**What to produce:**
Copy out the records below verbatim, starting at the line that contains "Plain rules. Mark every instance of the woman's" and ending at the line that contains "x=730 y=601", with both of those lines included.

**Supplied data:**
** begin **
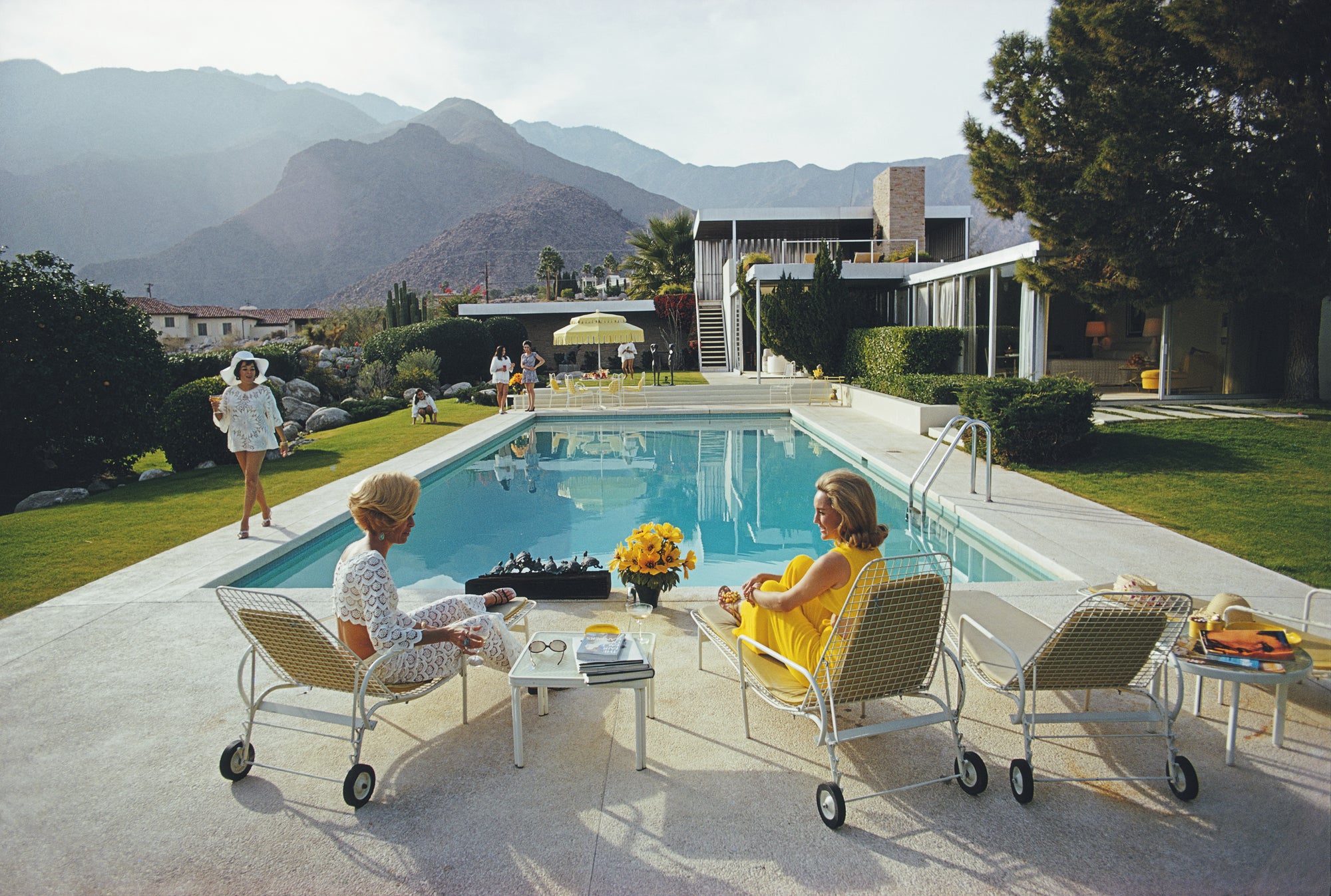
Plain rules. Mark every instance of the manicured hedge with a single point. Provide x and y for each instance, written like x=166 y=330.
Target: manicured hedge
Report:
x=188 y=434
x=878 y=354
x=1034 y=423
x=463 y=345
x=284 y=361
x=927 y=388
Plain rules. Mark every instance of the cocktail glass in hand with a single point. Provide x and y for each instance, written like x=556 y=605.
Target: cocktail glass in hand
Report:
x=640 y=611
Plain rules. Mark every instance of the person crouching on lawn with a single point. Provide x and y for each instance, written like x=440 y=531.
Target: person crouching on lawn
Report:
x=423 y=407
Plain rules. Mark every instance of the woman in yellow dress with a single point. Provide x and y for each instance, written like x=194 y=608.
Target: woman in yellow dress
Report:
x=794 y=613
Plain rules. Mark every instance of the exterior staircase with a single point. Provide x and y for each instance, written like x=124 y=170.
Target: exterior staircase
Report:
x=711 y=337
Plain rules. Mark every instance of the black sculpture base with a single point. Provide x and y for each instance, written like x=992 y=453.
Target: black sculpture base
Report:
x=548 y=587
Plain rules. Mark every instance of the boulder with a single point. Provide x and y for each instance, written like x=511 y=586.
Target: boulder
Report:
x=297 y=410
x=303 y=390
x=328 y=419
x=50 y=499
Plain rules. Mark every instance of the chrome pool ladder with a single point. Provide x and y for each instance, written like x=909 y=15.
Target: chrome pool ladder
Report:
x=967 y=426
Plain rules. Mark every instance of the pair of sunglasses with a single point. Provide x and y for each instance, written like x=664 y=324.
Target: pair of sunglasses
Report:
x=541 y=647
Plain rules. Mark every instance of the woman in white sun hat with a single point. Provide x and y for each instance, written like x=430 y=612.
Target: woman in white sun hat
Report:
x=248 y=415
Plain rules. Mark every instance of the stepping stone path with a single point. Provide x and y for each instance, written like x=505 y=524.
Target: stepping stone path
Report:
x=1181 y=411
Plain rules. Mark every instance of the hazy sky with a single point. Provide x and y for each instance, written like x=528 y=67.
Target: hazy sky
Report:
x=713 y=82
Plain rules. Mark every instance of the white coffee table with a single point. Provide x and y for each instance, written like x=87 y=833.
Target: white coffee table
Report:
x=1296 y=671
x=552 y=673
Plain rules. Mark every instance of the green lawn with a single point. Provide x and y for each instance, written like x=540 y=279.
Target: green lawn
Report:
x=1260 y=490
x=49 y=552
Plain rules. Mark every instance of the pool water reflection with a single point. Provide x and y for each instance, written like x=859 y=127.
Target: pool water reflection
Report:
x=741 y=490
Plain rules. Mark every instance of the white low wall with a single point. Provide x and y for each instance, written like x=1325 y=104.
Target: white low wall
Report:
x=902 y=412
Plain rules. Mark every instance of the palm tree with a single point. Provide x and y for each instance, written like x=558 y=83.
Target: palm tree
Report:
x=665 y=254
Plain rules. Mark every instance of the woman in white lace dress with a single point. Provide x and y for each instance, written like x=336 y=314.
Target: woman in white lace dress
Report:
x=248 y=415
x=367 y=600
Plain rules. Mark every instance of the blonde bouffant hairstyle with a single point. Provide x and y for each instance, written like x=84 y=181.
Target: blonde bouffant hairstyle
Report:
x=384 y=502
x=853 y=496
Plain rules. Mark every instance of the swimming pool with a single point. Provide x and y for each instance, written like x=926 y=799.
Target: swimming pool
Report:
x=741 y=488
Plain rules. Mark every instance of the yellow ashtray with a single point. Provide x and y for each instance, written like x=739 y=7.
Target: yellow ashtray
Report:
x=1293 y=637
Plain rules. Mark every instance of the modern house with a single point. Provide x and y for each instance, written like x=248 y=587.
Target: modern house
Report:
x=207 y=325
x=1200 y=346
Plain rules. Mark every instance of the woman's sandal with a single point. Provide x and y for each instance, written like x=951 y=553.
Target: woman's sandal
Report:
x=730 y=601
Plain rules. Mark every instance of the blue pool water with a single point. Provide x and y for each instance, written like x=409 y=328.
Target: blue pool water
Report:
x=739 y=488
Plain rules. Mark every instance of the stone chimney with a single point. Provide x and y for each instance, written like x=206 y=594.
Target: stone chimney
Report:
x=899 y=205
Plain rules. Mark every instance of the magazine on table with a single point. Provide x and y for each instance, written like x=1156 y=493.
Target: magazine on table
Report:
x=1270 y=645
x=632 y=676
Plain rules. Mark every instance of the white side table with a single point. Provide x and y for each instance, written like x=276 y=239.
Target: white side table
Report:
x=1296 y=671
x=549 y=672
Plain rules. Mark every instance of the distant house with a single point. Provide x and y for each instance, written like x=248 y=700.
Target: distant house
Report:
x=207 y=325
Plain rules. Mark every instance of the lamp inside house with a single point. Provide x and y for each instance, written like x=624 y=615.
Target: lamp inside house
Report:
x=1152 y=329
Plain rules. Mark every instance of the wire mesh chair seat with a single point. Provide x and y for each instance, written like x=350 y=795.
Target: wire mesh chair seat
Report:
x=305 y=655
x=887 y=643
x=1112 y=641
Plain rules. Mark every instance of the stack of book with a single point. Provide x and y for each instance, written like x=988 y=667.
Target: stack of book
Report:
x=1256 y=651
x=605 y=659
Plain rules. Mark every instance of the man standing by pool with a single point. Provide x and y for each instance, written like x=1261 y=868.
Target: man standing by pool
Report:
x=628 y=353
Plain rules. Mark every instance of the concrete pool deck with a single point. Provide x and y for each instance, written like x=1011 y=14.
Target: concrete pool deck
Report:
x=120 y=697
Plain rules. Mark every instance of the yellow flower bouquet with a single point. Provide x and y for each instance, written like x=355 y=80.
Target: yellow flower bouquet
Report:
x=650 y=557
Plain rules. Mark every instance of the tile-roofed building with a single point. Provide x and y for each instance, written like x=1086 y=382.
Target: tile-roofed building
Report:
x=204 y=325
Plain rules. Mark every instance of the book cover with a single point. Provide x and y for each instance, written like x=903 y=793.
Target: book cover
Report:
x=1237 y=663
x=601 y=645
x=621 y=677
x=1252 y=645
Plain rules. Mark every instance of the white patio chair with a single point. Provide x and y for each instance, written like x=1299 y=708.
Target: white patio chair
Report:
x=304 y=655
x=886 y=644
x=1111 y=641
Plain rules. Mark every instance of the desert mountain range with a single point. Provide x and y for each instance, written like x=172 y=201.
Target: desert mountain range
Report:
x=231 y=189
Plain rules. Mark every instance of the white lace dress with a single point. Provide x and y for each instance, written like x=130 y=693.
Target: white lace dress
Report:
x=250 y=419
x=364 y=593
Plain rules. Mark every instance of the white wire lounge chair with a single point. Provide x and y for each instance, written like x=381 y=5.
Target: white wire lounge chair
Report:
x=887 y=643
x=303 y=653
x=1111 y=641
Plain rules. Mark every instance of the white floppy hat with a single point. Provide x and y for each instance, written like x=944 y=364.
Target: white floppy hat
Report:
x=230 y=373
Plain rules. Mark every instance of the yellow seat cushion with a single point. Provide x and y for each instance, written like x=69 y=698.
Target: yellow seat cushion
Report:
x=779 y=681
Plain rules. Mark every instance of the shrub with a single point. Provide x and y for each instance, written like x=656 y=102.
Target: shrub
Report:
x=361 y=411
x=188 y=434
x=375 y=379
x=927 y=388
x=876 y=355
x=461 y=345
x=284 y=361
x=509 y=333
x=420 y=370
x=85 y=376
x=1046 y=422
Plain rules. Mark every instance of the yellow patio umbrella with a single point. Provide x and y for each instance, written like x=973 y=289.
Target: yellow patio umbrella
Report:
x=598 y=329
x=596 y=494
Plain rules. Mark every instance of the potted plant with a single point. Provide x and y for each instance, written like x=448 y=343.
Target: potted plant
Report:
x=650 y=560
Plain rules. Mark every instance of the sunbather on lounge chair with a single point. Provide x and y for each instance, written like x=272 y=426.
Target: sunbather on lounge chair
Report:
x=367 y=600
x=793 y=613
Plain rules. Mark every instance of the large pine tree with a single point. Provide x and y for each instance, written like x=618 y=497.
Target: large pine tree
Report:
x=1169 y=150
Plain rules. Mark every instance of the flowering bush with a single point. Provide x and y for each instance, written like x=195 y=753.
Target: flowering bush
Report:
x=650 y=557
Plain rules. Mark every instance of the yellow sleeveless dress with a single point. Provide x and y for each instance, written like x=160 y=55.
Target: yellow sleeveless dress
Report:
x=801 y=635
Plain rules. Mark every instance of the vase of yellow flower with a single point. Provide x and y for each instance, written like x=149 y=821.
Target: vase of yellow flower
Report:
x=650 y=560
** end **
**Correct response:**
Plain rules. Mark every instance of the woman's sandal with a single point. Provide x and y for each instance, written like x=951 y=553.
Target: woman's sandal
Report:
x=730 y=601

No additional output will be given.